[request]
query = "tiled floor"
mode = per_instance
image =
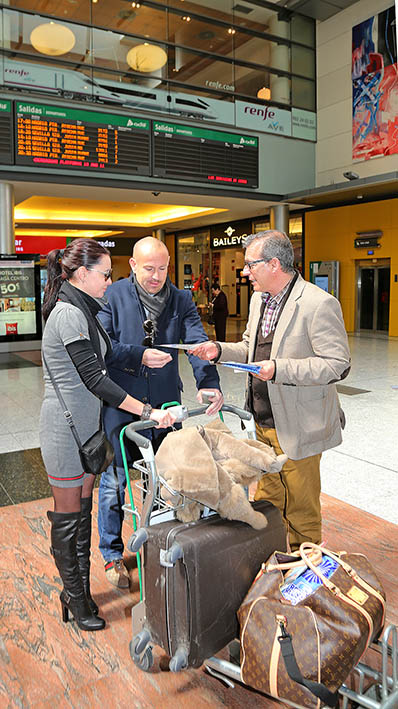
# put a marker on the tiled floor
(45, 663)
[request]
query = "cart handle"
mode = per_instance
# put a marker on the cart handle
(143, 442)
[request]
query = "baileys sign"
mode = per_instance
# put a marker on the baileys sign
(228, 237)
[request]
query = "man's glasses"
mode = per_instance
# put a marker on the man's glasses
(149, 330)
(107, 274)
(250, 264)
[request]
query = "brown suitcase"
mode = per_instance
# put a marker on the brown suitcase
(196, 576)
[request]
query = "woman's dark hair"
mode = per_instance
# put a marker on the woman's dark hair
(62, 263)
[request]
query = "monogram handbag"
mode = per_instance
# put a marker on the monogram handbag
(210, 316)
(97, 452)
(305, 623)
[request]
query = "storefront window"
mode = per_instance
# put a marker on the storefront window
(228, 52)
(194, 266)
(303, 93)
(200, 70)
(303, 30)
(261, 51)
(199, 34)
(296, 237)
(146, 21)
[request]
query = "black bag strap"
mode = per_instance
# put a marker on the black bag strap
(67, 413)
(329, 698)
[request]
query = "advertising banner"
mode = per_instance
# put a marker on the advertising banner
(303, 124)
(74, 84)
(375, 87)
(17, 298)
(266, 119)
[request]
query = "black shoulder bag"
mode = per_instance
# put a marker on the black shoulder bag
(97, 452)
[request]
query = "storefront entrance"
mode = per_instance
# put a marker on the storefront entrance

=-=-=-=-=

> _STATED EXERCISE_: All of the entries need to be transcribed word for word; pictures are left out.

> _FULL OUTPUT_:
[request]
query = "tiled floor"
mode = per_instance
image =
# put a marker on the tiled floor
(45, 663)
[request]
query = "cart handle"
mode = per_instance
# put a marker on the cart handle
(143, 442)
[request]
query = "baileys sign"
mode = per_instance
# put a marker on the baileys sign
(228, 237)
[request]
query = "man's glasses"
mode = per_instance
# put a marker on the man's glasses
(149, 330)
(107, 274)
(250, 264)
[request]
query = "brown suitcase"
mode = per_instance
# put a marker on the brown suitcase
(196, 576)
[request]
query = "woman's dark hair"
mode = per_instance
# put a marker on the woman's dark hair
(62, 263)
[request]
query = "monogram handbag"
mode = per_instance
# put a marker on the monogram handbag
(210, 316)
(97, 452)
(305, 623)
[request]
query = "storefront window"
mode = per_instance
# put a marker on the storefront window
(228, 52)
(194, 266)
(303, 93)
(200, 70)
(303, 30)
(261, 51)
(199, 34)
(296, 237)
(146, 21)
[request]
query = "black bag strap"
mode = per_instance
# put a marker on the black bag strap
(67, 413)
(329, 698)
[request]
query = "advertising banner"
mode = per_instance
# put a marker on the advertising banner
(303, 124)
(74, 84)
(375, 87)
(17, 298)
(266, 119)
[request]
query = "black shoulder bag"
mode = per_instance
# put a marker on the black shoulder bag
(97, 452)
[request]
query = "storefront entrance"
mode = per_instance
# put a marker on the storefront entrance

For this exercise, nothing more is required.